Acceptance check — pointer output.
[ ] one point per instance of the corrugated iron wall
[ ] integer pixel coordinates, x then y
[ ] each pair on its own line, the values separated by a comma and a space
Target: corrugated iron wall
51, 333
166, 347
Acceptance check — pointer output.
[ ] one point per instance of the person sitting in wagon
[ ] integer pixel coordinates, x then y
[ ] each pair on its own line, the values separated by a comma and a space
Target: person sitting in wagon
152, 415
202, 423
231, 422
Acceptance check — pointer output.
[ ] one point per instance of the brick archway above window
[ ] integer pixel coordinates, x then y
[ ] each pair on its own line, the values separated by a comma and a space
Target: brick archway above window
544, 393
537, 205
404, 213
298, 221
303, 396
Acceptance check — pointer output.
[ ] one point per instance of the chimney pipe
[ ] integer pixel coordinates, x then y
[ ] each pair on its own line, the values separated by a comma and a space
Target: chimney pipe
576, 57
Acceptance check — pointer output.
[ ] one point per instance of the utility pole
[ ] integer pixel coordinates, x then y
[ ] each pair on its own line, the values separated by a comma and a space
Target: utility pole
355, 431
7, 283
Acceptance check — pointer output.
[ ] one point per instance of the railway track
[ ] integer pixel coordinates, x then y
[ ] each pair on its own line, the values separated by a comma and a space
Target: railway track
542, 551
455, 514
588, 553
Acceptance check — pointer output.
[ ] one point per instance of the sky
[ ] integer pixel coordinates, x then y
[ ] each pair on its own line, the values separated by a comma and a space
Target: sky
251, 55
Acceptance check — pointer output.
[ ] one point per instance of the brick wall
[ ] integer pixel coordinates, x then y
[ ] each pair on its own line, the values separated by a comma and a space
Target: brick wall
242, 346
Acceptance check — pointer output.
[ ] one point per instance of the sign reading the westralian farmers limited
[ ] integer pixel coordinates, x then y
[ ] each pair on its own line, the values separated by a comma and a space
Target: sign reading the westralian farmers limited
============
_EXERCISE PROMPT_: Exact repetition of every entry in the data is required.

_RESULT FOR THIS TASK_:
Acceptance check — pointer output.
[ ] one point per instance of the corrugated iron wall
[ ] integer pixel coordinates, x then y
[ ] each pair on its own line, the values separated by a comma and a space
Target: corrugated iron wall
51, 333
166, 347
Acceptance check — pointer output.
[ ] one point per instance of the person sitting in wagon
[ ] integer pixel coordinates, x then y
[ ] each pair on its own line, the values separated by a comma and a space
Target: person sitting in wagon
152, 415
202, 423
231, 422
Acceptance check — pointer output.
[ ] one point per instance of the brick archway above window
[ ] integer pixel coordinates, x then y
[ ] each pair on its own line, the values separated by a comma and a space
Target: brick archway above window
544, 393
537, 205
404, 213
298, 221
303, 396
Acceptance check — pointer output.
[ ] one point per instance of the chimney pipe
[ ] integer pixel coordinates, x then y
[ ] each pair on its own line, the values separated by a comma and a space
Target: chimney pipe
576, 57
Acceptance check — pointer output.
[ ] one point per instance of the utility pole
[ ] integer pixel coordinates, x then y
[ ] each pair on its own line, the values separated by a comma and a space
Target: utility pole
355, 431
7, 283
Acceptance check — pointer output.
[ ] one point per instance of the railway track
[ ] integer pixel coordinates, x then y
[ ] each pair on its own line, the values separated by a comma and a space
Target: railway track
542, 551
455, 514
588, 553
Acceptance check — pointer output.
[ ] one point per instance of the sky
[ ] integer pixel coordinates, x then y
[ ] each pair on its own line, the values separated by a comma and a space
Target: sky
251, 55
Acceptance check — pointer output.
[ ] one point per instance of the brick wall
[ ] integer pixel coordinates, x then y
[ ] each pair on its own line, the values separated by a comma and a space
Target: brick wall
242, 346
Acceptance check — pointer output.
[ ] one point per instance of the sign reading the westralian farmers limited
[ ] integer pixel coordinates, x then y
[ ] each pair on its own line, the values separated by a comma and a space
Target: sign reading the westralian farmers limited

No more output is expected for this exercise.